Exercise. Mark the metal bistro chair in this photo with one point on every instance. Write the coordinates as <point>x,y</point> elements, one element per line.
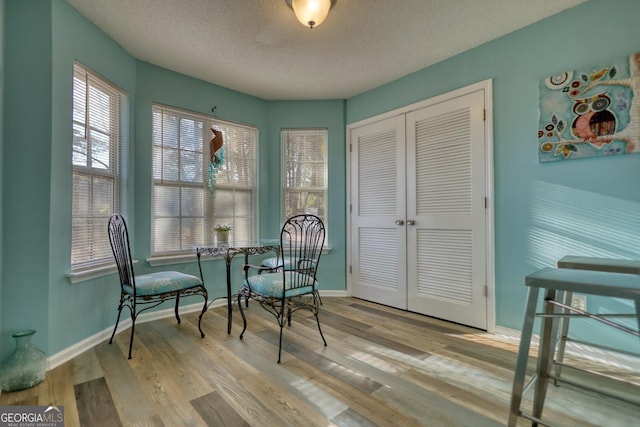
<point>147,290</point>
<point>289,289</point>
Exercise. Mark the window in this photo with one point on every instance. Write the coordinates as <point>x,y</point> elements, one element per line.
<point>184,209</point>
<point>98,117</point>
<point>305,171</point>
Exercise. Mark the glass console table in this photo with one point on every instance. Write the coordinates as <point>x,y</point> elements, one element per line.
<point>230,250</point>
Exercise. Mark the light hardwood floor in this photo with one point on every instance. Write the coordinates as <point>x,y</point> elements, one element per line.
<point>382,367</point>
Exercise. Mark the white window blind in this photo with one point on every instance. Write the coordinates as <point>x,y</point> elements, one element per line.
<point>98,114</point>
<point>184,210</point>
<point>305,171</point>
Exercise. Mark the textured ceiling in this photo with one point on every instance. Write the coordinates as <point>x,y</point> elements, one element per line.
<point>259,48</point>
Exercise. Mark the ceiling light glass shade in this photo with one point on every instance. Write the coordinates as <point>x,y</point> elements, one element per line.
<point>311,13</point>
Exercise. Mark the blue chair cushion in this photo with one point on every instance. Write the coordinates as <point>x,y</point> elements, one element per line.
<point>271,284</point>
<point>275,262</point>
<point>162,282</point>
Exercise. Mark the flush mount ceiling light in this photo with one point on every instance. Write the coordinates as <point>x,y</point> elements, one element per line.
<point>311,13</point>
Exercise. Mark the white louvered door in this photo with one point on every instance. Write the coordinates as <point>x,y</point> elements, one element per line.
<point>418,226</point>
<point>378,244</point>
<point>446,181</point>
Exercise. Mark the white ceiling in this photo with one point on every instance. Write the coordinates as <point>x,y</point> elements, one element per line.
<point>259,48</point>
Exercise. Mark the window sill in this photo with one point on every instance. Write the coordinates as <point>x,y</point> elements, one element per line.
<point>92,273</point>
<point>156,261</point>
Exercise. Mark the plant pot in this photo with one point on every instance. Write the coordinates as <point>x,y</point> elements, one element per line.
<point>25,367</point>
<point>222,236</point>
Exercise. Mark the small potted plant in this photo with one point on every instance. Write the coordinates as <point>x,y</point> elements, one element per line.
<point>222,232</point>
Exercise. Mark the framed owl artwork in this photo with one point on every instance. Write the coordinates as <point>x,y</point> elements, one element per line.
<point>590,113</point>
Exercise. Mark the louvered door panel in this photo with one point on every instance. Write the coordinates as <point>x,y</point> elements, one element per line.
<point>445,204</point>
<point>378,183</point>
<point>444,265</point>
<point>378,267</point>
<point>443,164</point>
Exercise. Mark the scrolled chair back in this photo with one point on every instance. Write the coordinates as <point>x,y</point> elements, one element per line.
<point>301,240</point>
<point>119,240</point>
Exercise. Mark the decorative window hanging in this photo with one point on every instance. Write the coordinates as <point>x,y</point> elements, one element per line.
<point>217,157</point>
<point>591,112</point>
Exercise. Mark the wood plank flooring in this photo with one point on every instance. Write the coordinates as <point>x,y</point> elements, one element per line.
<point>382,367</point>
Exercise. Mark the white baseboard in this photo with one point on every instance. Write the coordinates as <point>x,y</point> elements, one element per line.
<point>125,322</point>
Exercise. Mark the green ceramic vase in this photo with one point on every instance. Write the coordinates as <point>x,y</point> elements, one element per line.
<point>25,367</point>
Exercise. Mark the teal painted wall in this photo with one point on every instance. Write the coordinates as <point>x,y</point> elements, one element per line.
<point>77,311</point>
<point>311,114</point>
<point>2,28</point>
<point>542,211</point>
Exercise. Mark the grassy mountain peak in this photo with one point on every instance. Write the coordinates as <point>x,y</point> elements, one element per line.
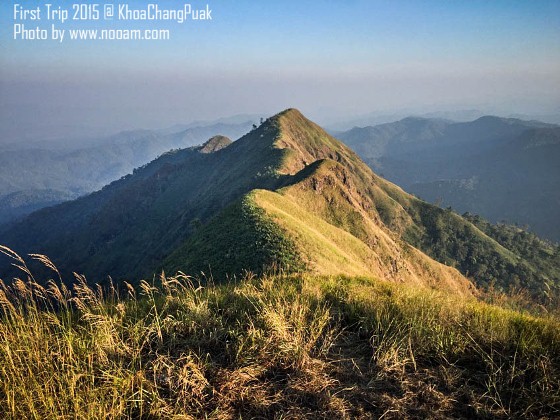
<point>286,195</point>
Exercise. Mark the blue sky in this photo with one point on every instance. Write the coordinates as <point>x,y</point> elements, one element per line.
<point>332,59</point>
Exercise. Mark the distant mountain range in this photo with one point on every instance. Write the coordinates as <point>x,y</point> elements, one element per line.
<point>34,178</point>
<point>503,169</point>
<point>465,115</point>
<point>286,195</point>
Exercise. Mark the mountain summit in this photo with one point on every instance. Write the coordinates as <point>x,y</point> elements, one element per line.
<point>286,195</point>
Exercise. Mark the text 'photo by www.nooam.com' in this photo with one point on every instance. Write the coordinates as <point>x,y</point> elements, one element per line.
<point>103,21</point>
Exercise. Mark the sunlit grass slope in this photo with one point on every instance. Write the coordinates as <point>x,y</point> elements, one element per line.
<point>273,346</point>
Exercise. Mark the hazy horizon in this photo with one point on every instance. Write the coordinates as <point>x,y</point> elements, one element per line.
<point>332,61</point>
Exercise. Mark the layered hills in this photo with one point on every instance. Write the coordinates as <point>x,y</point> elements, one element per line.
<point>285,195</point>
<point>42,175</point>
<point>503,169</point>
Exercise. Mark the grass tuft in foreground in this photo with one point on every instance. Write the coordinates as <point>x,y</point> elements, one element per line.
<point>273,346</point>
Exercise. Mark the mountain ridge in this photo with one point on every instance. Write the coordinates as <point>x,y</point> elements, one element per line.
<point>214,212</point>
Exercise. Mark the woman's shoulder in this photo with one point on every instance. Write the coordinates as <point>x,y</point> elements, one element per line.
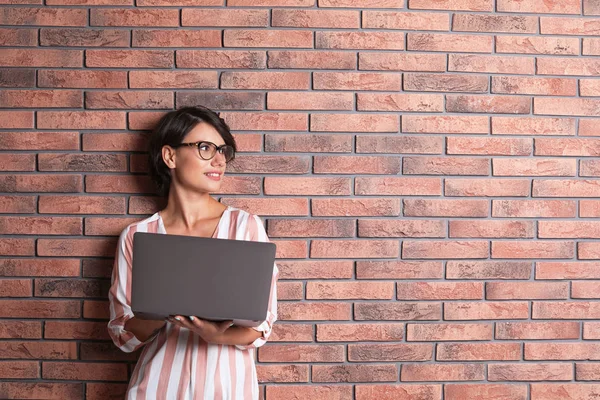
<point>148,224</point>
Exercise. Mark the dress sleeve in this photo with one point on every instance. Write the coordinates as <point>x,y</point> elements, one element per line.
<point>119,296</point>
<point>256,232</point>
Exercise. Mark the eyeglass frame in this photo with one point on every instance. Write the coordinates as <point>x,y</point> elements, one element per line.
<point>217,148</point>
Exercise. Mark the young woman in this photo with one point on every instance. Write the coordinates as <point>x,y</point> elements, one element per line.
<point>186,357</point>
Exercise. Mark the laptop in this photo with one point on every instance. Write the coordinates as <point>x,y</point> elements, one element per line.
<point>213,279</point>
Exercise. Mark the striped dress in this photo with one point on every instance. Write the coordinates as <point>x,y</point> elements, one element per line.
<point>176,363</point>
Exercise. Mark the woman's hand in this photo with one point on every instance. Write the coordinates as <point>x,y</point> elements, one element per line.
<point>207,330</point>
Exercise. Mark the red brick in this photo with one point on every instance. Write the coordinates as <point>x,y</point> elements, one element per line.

| Description of the task |
Reproduce all of the material above word for word, omitting the pictures.

| Response to the task |
Exercise. Mark the metal bistro chair in this photo with one point on every instance. Write the coordinates as <point>x,y</point> elements, one element per line.
<point>147,290</point>
<point>289,289</point>
Exercise. Mark the window in this photo with one point on every instance. Write the coordinates as <point>x,y</point> elements, one element per line.
<point>184,209</point>
<point>98,117</point>
<point>305,171</point>
Exercise. Mark the glass console table in this photo with one point on every instance. Write the coordinates as <point>x,y</point> elements, one element per line.
<point>230,250</point>
Exercise. Mark the light hardwood floor in this photo with one point on every instance. Write the coordinates as <point>x,y</point> elements, one element per line.
<point>382,367</point>
Exercise. Mark the white window blind in this photo with one point on every instance. Write the coordinates as <point>x,y</point> elements, one element per line.
<point>98,114</point>
<point>184,210</point>
<point>305,171</point>
Exercise. Mark the textured ceiling in this photo with one point on every instance. Write the coordinates as <point>x,y</point> elements, one element per line.
<point>259,48</point>
Exercise. Mark the ceiling light glass shade in this photo with one point on every instance. Write the coordinates as <point>x,y</point> elements, one element per line.
<point>311,13</point>
Exercise. Mark the blue chair cushion in this photo with one point on every instance. Write the coordinates as <point>x,y</point> elements, one element per line.
<point>271,284</point>
<point>275,262</point>
<point>162,282</point>
Exercise. Mark the flush mount ceiling light in this photo with one point on every instance. Write the coordinates as <point>x,y</point> elements, one element per line.
<point>311,13</point>
Exercise. Mark the white louvered door in this photo with one point on every instance. Write the coordinates as <point>x,y</point> elements, one element per line.
<point>418,226</point>
<point>378,244</point>
<point>446,181</point>
Exercise. Mark the white ceiling in this photo with one point on every instance. Write the coordinates as <point>x,y</point> elements, one element per line.
<point>259,48</point>
Exercise. Mark the window sill in this photo with one point on every instance. Write the coordinates as <point>x,y</point> elements, one element per line.
<point>92,273</point>
<point>156,261</point>
Exercise. Mark the plant pot in this photo with one point on every instance. Write the coordinates as <point>x,y</point> elements, one element per line.
<point>25,367</point>
<point>222,236</point>
Exercise. Mark the small potted plant in this photo with one point on every instance. Write the coordinates as <point>x,y</point> elements, one element per line.
<point>222,232</point>
Exercise. Mark the framed owl artwork in this photo with one point on every instance. Write the coordinates as <point>x,y</point> elements, one element per line.
<point>590,113</point>
Exercise. Mark the louvered door panel in this photo with one point on every instance. Write the coordinates as <point>x,y</point> elements, one element per line.
<point>445,204</point>
<point>378,183</point>
<point>444,265</point>
<point>378,267</point>
<point>443,164</point>
Exercise. Mark the scrolled chair back in this photo with one point on every instance. Write the coordinates as <point>x,y</point> elements, one element per line.
<point>301,240</point>
<point>119,240</point>
Exercise. Mark the decorative window hanging in this photo with one point on every instance. Write the coordinates as <point>x,y</point> elements, one element per line.
<point>217,157</point>
<point>591,112</point>
Exercise. Mark the wood plank flooring in this photo with one point on every instance. Write the coordinates as <point>x,y</point> elements, one element per line.
<point>382,367</point>
Exercise. Mark the white baseboard in this photo with one point on every instance. Write the coordinates as <point>x,y</point> elements, one element per line.
<point>125,322</point>
Exercise. Mark the green ceramic vase in this photo with one point on every instance. Write the coordinates as <point>x,y</point> elements, one element per line.
<point>25,367</point>
Exercise. Mark the teal painted wall in this photo with one point on every instance. Write the coordinates as <point>x,y</point> elements, one element per line.
<point>77,311</point>
<point>311,114</point>
<point>2,28</point>
<point>542,211</point>
Exercise. Mark the grassy mountain peak in this photo with one point on every instance. Write the coordinates as <point>x,y</point> elements, one element per line.
<point>286,195</point>
Exercise. Mark the blue sky in this photo with one point on every instance. Write the coordinates as <point>x,y</point> elements, one element per line.
<point>332,59</point>
Exercise. Mark the distant mountain range in this photo with one point on every instance. Write the coordinates as <point>x,y</point> elements, one element per line.
<point>34,178</point>
<point>503,169</point>
<point>465,115</point>
<point>286,195</point>
Exercise. Mark the mountain summit in this photo with one point on every instance. Write the coordinates as <point>x,y</point> elements, one element per line.
<point>286,195</point>
Exercise. Mark the text 'photo by www.nooam.com' in this photo with one point on every instance. Write the coordinates as <point>x,y</point> elements, one element per line.
<point>103,21</point>
Exercise. Mark the sunlit grass slope in this photo with one point on every instance. Write the coordinates as <point>x,y</point> elements, one element per line.
<point>273,346</point>
Exercise. Mark the hazy horizon in this photo with one point on every instance. Write the coordinates as <point>x,y</point> elements, one element per line.
<point>332,61</point>
Exercise. Mark the layered hills in this photo with one point on every instance. Write the coordinates as <point>x,y</point> elements, one element per line.
<point>285,195</point>
<point>42,175</point>
<point>503,169</point>
Exercise. Mark the grass tuft in foreground in this photo with one point on every instance. Write the coordinates as <point>x,y</point> elements, one element per line.
<point>273,346</point>
Exercise. Mark the mountain ridge in this photo with one point on every instance. Write the coordinates as <point>x,y</point> elements, one element per line.
<point>214,212</point>
Exercise. Mark the woman's shoulder in this photo with one point on every instance. Write the coordinates as <point>x,y</point> elements, one element per line.
<point>148,224</point>
Exercise. Mark the dress sleeve in this photo with one point on every instance. Write the coordinates as <point>x,y</point> elements, one element per line.
<point>119,296</point>
<point>256,232</point>
Exercise. Mark the eyeglass frame in this photo with one point on every instance. Write the coordinates as <point>x,y</point> elements, one element per line.
<point>217,148</point>
Exercise. Mark the young woman in this photo with one point on every instance. Write the coordinates as <point>x,y</point> elements, one element per line.
<point>186,357</point>
Exercise. Mark the laptop in this photo with one point on every instance. Write the coordinates as <point>x,y</point> elements, one element per line.
<point>213,279</point>
Exercise. Mark the striped dress in this photo with one point on every instance. Write the coordinates as <point>x,y</point> elements, one element per line.
<point>176,363</point>
Exercise. Mark the woman's hand in this photo with one point on every instance. Write the coordinates as <point>x,y</point> elements, one element per line.
<point>207,330</point>
Exercise. Mark the red brick in this photo with one point on every instance. Write the coordinates as <point>x,y</point> elements, one element per line.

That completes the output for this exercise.